[Start of section]

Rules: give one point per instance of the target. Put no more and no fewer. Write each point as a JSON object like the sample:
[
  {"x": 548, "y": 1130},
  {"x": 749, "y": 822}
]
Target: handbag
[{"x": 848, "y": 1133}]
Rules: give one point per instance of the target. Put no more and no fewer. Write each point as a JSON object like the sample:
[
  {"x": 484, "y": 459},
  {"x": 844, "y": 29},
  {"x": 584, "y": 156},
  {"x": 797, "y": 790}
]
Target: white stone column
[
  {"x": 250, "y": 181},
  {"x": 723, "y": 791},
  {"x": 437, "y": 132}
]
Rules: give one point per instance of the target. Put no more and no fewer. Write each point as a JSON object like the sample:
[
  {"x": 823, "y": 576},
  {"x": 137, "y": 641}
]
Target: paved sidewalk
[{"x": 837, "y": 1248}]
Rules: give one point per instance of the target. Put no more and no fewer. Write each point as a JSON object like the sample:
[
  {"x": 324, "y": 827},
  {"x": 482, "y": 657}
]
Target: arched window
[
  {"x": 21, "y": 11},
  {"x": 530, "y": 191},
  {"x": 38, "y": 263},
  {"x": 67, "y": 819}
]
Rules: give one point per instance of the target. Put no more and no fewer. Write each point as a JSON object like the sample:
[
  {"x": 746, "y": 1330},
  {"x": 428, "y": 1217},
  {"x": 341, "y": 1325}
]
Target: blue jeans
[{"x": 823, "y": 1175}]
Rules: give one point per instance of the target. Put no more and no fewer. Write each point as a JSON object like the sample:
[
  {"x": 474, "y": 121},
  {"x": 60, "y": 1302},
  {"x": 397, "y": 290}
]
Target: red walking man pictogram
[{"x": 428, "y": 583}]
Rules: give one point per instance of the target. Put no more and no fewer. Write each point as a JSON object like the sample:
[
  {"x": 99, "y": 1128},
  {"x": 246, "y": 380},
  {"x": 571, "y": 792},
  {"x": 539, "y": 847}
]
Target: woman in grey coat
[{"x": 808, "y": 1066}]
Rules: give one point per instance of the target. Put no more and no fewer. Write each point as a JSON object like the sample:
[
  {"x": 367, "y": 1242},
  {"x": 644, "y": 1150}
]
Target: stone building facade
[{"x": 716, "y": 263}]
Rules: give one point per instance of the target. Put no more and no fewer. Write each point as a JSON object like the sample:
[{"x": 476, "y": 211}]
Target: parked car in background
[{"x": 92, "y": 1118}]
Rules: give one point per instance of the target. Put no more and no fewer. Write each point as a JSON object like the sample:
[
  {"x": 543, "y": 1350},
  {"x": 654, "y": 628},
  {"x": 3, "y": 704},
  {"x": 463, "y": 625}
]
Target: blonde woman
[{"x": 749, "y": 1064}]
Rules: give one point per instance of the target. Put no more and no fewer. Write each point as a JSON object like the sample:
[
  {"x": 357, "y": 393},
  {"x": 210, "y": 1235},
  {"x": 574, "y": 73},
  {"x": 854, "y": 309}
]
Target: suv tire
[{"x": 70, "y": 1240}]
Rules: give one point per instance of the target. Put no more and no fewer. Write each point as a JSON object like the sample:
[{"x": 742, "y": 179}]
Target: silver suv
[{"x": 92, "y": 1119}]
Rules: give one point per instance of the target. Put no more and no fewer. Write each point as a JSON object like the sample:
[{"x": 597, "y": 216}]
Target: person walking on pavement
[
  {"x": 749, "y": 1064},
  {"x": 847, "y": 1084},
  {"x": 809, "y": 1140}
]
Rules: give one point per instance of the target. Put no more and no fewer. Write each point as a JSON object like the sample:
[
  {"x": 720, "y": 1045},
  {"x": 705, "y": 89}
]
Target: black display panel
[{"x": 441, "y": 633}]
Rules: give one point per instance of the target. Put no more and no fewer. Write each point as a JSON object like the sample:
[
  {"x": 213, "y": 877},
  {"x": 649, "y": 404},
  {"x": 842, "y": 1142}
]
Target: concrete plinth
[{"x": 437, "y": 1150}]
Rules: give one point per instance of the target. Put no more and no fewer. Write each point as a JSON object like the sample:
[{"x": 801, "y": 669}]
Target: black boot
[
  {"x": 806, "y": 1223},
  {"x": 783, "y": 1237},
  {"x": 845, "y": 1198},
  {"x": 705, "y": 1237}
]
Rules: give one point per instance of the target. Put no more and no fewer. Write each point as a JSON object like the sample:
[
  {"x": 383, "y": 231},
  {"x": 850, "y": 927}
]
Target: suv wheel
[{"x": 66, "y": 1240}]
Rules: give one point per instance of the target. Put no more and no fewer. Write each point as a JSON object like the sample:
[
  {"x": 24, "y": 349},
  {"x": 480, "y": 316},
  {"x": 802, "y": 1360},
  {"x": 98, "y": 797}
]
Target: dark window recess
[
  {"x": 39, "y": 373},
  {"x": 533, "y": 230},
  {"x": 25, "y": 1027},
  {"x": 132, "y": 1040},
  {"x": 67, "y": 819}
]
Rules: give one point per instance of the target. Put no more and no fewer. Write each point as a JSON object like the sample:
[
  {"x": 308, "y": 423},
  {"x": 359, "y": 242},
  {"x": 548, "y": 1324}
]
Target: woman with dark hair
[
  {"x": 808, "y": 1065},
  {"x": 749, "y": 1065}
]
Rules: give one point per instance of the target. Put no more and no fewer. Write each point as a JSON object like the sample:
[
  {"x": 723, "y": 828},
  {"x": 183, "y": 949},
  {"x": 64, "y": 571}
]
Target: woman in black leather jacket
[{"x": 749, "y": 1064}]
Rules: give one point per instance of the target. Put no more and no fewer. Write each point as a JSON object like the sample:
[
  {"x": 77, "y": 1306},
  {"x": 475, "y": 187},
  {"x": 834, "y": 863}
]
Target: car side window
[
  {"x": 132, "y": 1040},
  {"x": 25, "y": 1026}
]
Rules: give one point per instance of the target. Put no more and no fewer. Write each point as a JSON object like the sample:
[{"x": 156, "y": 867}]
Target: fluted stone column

[End of section]

▶ **What the exercise asks**:
Repeat all of the records above exactly as they appear.

▶ **Exercise response**:
Rules: give one point per instance of the target. Put no more and no fewer. Write each point as a JSON object like the sample:
[
  {"x": 548, "y": 1130},
  {"x": 749, "y": 822}
]
Target: handbag
[{"x": 848, "y": 1133}]
Rules: give one point per instance of the target. Put no more and no fewer. Write each point as a JSON object like the sample:
[
  {"x": 484, "y": 459},
  {"x": 844, "y": 29},
  {"x": 584, "y": 156},
  {"x": 797, "y": 790}
]
Target: white stone column
[
  {"x": 250, "y": 181},
  {"x": 723, "y": 791},
  {"x": 437, "y": 132}
]
Rules: give one point per instance of the target. Put no more and no fewer. Write each point as a JSON object like the sample:
[
  {"x": 823, "y": 576},
  {"x": 137, "y": 641}
]
Target: paved sidewalk
[{"x": 837, "y": 1248}]
Rules: give one point per instance of the target. Put no more and no fewer. Write each point as a JSON object like the sample:
[
  {"x": 324, "y": 827},
  {"x": 482, "y": 657}
]
Target: arched window
[
  {"x": 21, "y": 11},
  {"x": 530, "y": 191},
  {"x": 38, "y": 263},
  {"x": 67, "y": 819}
]
Rules: give one point per instance of the target. Put no more and no fewer. Write each point as a JSON object like the sample:
[
  {"x": 746, "y": 1330},
  {"x": 428, "y": 1217},
  {"x": 341, "y": 1325}
]
Target: blue jeans
[{"x": 823, "y": 1175}]
Rules: give one point per instance of the target. Put no more and no fewer. Write each point as a JSON object like the sample:
[
  {"x": 474, "y": 121},
  {"x": 60, "y": 1302},
  {"x": 397, "y": 290}
]
Target: red walking man pictogram
[{"x": 428, "y": 583}]
Rules: give one point per instance of the target. Put no more and no fewer. Write each point as a JSON object like the sample:
[
  {"x": 99, "y": 1128},
  {"x": 246, "y": 380},
  {"x": 571, "y": 792},
  {"x": 539, "y": 847}
]
Target: woman in grey coat
[{"x": 808, "y": 1066}]
Rules: give one point per instance of the target. Put no more and no fewer. Write each point as a JSON object like the sample:
[
  {"x": 367, "y": 1242},
  {"x": 644, "y": 1150}
]
Target: stone building facade
[{"x": 716, "y": 263}]
Rules: give one point per instance of the target. Put no more and no fewer. Write each point as a JSON object like the sample:
[{"x": 476, "y": 211}]
Target: parked car in background
[{"x": 92, "y": 1118}]
Rules: give one point per instance of the target. Put no more and no fewer. Write each point as a JSON object like the sample:
[
  {"x": 543, "y": 1350},
  {"x": 654, "y": 628},
  {"x": 3, "y": 704},
  {"x": 463, "y": 625}
]
Target: blonde woman
[{"x": 749, "y": 1064}]
Rules: give one point per instance of the target. Put no more and no fewer. Write each point as a JSON object like the sample:
[
  {"x": 357, "y": 393},
  {"x": 210, "y": 1235},
  {"x": 574, "y": 73},
  {"x": 854, "y": 309}
]
Target: suv tire
[{"x": 70, "y": 1240}]
Rules: give one point per instance of the target. Put no more and no fewer. Write each point as a JSON object like the sample:
[{"x": 742, "y": 179}]
Target: silver suv
[{"x": 92, "y": 1119}]
Rules: give one point per instance of the target. Put no more and no fewer. Write each point as a JSON object like the sample:
[{"x": 597, "y": 216}]
Target: person walking on pavement
[
  {"x": 749, "y": 1064},
  {"x": 847, "y": 1084},
  {"x": 809, "y": 1140}
]
Rules: give one point per instance of the target. Put no more and no fewer. Write each point as a JSON object like the sample:
[
  {"x": 720, "y": 1045},
  {"x": 705, "y": 89}
]
Target: black display panel
[{"x": 441, "y": 633}]
Rules: give one point per instance of the target. Put no more and no fewer. Write each point as a JSON object like the sample:
[
  {"x": 213, "y": 877},
  {"x": 649, "y": 404},
  {"x": 842, "y": 1142}
]
Target: concrete plinth
[{"x": 437, "y": 1150}]
Rules: give one point per instance of the target. Put no more and no fewer. Write each point as a JSON object like the sample:
[{"x": 801, "y": 669}]
Target: black boot
[
  {"x": 806, "y": 1223},
  {"x": 783, "y": 1237},
  {"x": 845, "y": 1198},
  {"x": 705, "y": 1237}
]
Rules: give one point per instance of the target. Put no more and no fewer. Write each point as a JSON object like the sample:
[
  {"x": 383, "y": 231},
  {"x": 850, "y": 927}
]
Target: suv wheel
[{"x": 66, "y": 1240}]
Rules: give one point per instance of the target. Put no more and no fewer. Write each point as a JSON object like the sample:
[
  {"x": 24, "y": 349},
  {"x": 480, "y": 316},
  {"x": 802, "y": 1360},
  {"x": 98, "y": 797}
]
Target: dark window recess
[
  {"x": 39, "y": 373},
  {"x": 533, "y": 230},
  {"x": 25, "y": 1027},
  {"x": 132, "y": 1040},
  {"x": 67, "y": 819}
]
Rules: give one point per instance of the target. Put no more and no fewer. Write each point as a JSON object like the sample:
[
  {"x": 308, "y": 423},
  {"x": 359, "y": 242},
  {"x": 548, "y": 1324}
]
Target: woman with dark hair
[
  {"x": 808, "y": 1065},
  {"x": 749, "y": 1065}
]
Rules: give one point per instance of the target. Put no more and no fewer. Write each point as a JSON object like the sample:
[
  {"x": 723, "y": 828},
  {"x": 183, "y": 949},
  {"x": 64, "y": 571}
]
Target: woman in black leather jacket
[{"x": 749, "y": 1064}]
Rules: give one point per instance of the target. Put no more and no fewer. Write each point as a JSON object like the sample:
[
  {"x": 77, "y": 1306},
  {"x": 475, "y": 187},
  {"x": 834, "y": 863}
]
Target: car side window
[
  {"x": 132, "y": 1040},
  {"x": 25, "y": 1026}
]
Rules: give one point per instance of the target. Put no more and no fewer. Write each point as a JSON object like the sample:
[{"x": 156, "y": 867}]
Target: fluted stone column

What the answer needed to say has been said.